*** Listed records Section Begins ***

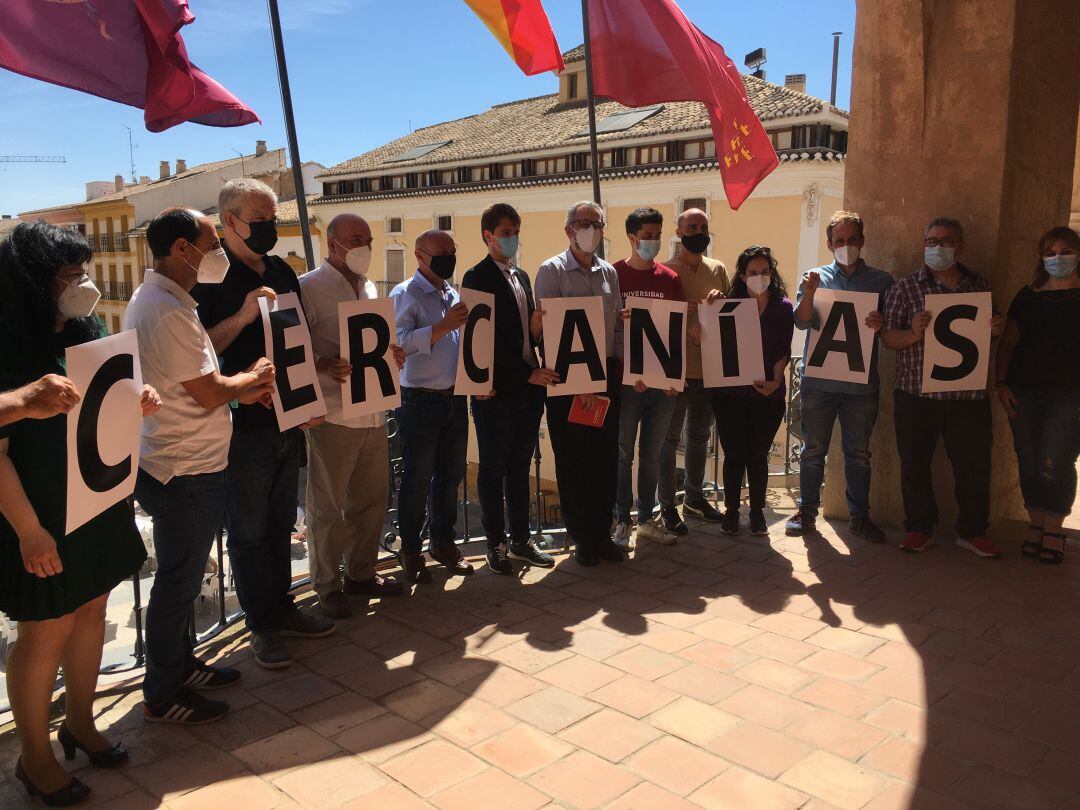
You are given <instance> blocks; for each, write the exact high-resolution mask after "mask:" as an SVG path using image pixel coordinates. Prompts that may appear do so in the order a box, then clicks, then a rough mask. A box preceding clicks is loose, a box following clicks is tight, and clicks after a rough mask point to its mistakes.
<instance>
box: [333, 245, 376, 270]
mask: <svg viewBox="0 0 1080 810" xmlns="http://www.w3.org/2000/svg"><path fill="white" fill-rule="evenodd" d="M338 245H339V246H340V247H345V245H342V244H341V243H340V242H339V243H338ZM345 266H346V267H347V268H349V272H351V273H352V274H353V275H359V276H361V278H363V276H365V275H367V268H369V267H370V266H372V246H370V245H365V246H364V247H352V248H350V249H348V251H346V254H345Z"/></svg>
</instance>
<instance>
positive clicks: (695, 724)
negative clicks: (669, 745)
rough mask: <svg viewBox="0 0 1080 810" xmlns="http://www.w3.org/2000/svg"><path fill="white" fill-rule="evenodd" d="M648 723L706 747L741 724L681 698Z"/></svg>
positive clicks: (715, 709)
mask: <svg viewBox="0 0 1080 810" xmlns="http://www.w3.org/2000/svg"><path fill="white" fill-rule="evenodd" d="M647 721H648V723H650V724H651V725H653V726H656V727H657V728H659V729H662V730H664V731H666V732H667V733H669V734H673V735H675V737H680V738H683V739H684V740H686V741H688V742H691V743H693V744H694V745H701V746H704V745H706V744H707V743H710V742H712V741H713V740H715V739H716V738H717V737H719V735H720V734H725V733H727V732H728V731H730V730H731V729H733V728H734V727H735V725H737V724H738V721H739V720H738V718H735V717H732V716H731V715H730V714H728V713H727V712H721V711H720V710H719V708H716V707H715V706H711V705H708V704H707V703H702V702H701V701H699V700H694V699H693V698H679V699H678V700H676V701H673V702H672V703H669V704H667V705H666V706H664V707H663V708H661V710H659V711H657V712H653V713H652V714H650V715H649V716H648V718H647Z"/></svg>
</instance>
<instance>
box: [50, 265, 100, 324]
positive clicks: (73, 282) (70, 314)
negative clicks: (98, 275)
mask: <svg viewBox="0 0 1080 810" xmlns="http://www.w3.org/2000/svg"><path fill="white" fill-rule="evenodd" d="M100 299H102V294H100V293H99V292H97V287H96V286H94V282H93V281H92V280H91V278H90V276H89V275H86V274H85V273H83V274H82V275H80V276H79V278H78V279H72V280H71V281H70V282H69V283H68V285H67V286H66V287H64V291H63V292H62V293H60V294H59V296H58V297H57V298H56V308H57V309H58V310H59V311H60V314H62V315H64V320H69V319H72V318H89V316H90V315H92V314H93V313H94V307H96V306H97V302H98V301H99V300H100Z"/></svg>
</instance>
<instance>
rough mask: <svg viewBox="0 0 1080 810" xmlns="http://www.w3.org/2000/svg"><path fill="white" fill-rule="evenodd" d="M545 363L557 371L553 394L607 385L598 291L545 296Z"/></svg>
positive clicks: (601, 390)
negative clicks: (565, 296) (562, 296)
mask: <svg viewBox="0 0 1080 810" xmlns="http://www.w3.org/2000/svg"><path fill="white" fill-rule="evenodd" d="M540 309H542V310H543V346H544V367H545V368H552V369H554V372H555V373H556V374H557V375H558V378H559V380H561V381H559V382H557V383H556V384H554V386H549V387H548V393H549V395H552V396H563V395H565V394H596V393H600V392H603V391H605V390H606V389H607V369H606V366H605V362H606V355H607V342H606V340H605V333H604V299H603V298H602V297H600V296H598V295H593V296H576V297H570V298H545V299H544V300H543V303H542V305H540Z"/></svg>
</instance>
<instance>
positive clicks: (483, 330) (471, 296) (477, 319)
mask: <svg viewBox="0 0 1080 810" xmlns="http://www.w3.org/2000/svg"><path fill="white" fill-rule="evenodd" d="M461 300H462V302H463V303H464V305H465V306H467V307H468V308H469V320H468V321H465V322H464V325H463V326H462V327H461V340H460V341H459V343H458V345H459V347H460V351H458V375H457V377H456V379H455V381H454V393H456V394H481V395H483V394H488V393H490V392H491V390H492V389H494V388H495V379H494V377H492V370H491V366H492V365H494V363H495V296H494V295H491V294H490V293H482V292H480V291H478V289H462V291H461Z"/></svg>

*** Listed records Section Ends ***

● Task description: Given the records above, reproduce precisely and only the lines between the line holding "box: [333, 245, 376, 270]" and the line holding "723L706 747L741 724L681", inclusive.

● Result of the exercise:
box: [333, 245, 376, 270]
mask: <svg viewBox="0 0 1080 810" xmlns="http://www.w3.org/2000/svg"><path fill="white" fill-rule="evenodd" d="M338 245H339V246H340V247H345V245H342V244H341V243H340V242H339V243H338ZM345 266H346V267H347V268H349V272H351V273H352V274H353V275H359V276H361V278H363V276H365V275H367V268H369V267H370V266H372V246H370V245H365V246H364V247H352V248H350V249H348V251H346V254H345Z"/></svg>
</instance>
<instance>
positive clicks: (695, 724)
negative clicks: (669, 745)
rough mask: <svg viewBox="0 0 1080 810" xmlns="http://www.w3.org/2000/svg"><path fill="white" fill-rule="evenodd" d="M648 723L706 747L741 724L681 698Z"/></svg>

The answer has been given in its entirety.